• _PROMPT A_
Could you copy out, verbatim, the part of the entries below that opens with the first line of the entries and closes with the line containing "column 387, row 475", both of those lines included?

* Begin SELECTION *

IBM next week will claim that the new architectural improvements should result, on average, in savings of 43% with three times lower latency for many IT shops, sources said.

“You can directly access three times the amount of memory through this memory channel storage, which is basically flash memory,” according to the East coast IT consultant.  “So you will get very low latency because of the way they have integrated caching technology with the memory bus.”

Some observers believe the new X6 architecture could give the series a hipper technology image, thereby attracting more interest among potential buyers.

“The xSeries is still a viable business but it does need a shot in the arm for sure. I think they see this announcement as doing just that,” said one industry observer who requested anonymity.

X6 features include higher resiliency

The new architecture also introduces a higher degree of resiliency, including an improved ability to intelligently identify and work around failures and admins to take preventative steps to correct them. IT professionals can carry out a range of different system management tasks using virtual tools, which should help keep IT support costs down, according to sources.

QPI is an architecture first put into chips by Intel in 2008. It has also been used in IBM xSeries servers before. It allows for memory-to-memory connections between chips within a server to boost performance. In the case of X6, this technology is also being used to connect disks, both Flash and Serial Attached SCSI (SAS), to the CPU at the speed of memory.

QuickPath Interconnect also allows CPUs to access memory in a system other than that which is directly attached to the chip, using what’s called a point-to-point connection. Point-to-point connections are independent from one another and do not require a shared communications bus, which can become a bottleneck.

* End SELECTION *

• _PROMPT B_
Can you carry on the article about IBM's X6 server architecture, picking up right after its final sentence?

* Begin DATA LINES *

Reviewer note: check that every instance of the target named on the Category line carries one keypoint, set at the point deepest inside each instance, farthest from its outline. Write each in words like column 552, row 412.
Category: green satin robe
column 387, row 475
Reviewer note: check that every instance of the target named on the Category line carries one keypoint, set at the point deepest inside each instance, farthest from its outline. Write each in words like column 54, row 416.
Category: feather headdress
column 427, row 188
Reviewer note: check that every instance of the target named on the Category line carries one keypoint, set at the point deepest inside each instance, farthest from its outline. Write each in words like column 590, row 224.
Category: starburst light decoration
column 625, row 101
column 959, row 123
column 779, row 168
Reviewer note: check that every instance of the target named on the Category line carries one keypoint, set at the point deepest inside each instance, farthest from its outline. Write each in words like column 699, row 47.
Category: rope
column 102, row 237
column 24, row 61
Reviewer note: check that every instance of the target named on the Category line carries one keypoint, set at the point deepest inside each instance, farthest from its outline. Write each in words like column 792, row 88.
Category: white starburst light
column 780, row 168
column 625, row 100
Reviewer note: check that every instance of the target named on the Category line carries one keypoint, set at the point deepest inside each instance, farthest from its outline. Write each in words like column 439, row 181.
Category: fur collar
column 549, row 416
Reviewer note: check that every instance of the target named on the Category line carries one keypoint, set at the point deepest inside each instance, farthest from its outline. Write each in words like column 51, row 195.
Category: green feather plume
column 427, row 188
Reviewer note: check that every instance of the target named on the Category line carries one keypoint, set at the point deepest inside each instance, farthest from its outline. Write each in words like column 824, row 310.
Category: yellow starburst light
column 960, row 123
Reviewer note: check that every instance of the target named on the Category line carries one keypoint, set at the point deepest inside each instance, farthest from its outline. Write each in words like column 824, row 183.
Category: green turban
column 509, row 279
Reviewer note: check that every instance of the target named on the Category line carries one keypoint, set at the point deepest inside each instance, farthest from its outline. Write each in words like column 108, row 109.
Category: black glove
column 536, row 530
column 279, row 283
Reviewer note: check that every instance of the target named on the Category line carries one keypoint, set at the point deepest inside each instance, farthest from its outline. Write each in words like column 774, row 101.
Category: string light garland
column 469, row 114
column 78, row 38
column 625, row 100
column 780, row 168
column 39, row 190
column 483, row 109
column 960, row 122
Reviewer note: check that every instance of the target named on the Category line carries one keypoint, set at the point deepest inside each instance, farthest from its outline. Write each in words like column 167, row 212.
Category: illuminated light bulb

* End DATA LINES *

• _TASK RESPONSE A_
Reviewer note: check that every instance of the target named on the Category line carries one keypoint, set at the point deepest inside each instance, farthest from its outline. Write each in words like column 552, row 412.
Category: green satin robe
column 387, row 475

• _TASK RESPONSE B_
Now with X6, massive amounts of direct-attached Flash and spinning disk storage can  be packed into an xSeries box, with memory-fast performance. Direct-attached storage (DAS), once considered an old-school means of storing data, has seen a revival in recent years for everything from high-performance databases used in data analytics to scale-out architectures used by cloud computing service providers.

Larger, high-memory servers can also be popular in virtualization shops because virtual machines that share a larger pool of resources encounter less contention, according to Bob Plankers, virtualization and cloud architect at a major Midwestern university.

Plankers' shop runs mostly Dell hardware, and while the X6 seems intriguing, he said, it probably won’t be enough to prompt a switch in vendors.

“You also have pitfalls to larger servers – it means you have a lot of eggs in one basket, too,” Plankers said.

Another IT professional said he liked what he heard of the new changes to the architecture, which could help the performance of one important application in his environment that is particularly disk I/O intensive. However, an aggressive move to flash storage may prove too expensive right now.

“At this point there is still too much of a financial premium to go to flash, so we wouldn’t be making the move with something like this now," said Nigel Fortlage CIO, Social Business Leader with GHY International, in Winnipeg Canada."But with engineering changes such as these, I would consider entertaining a technology like this in the next few years.”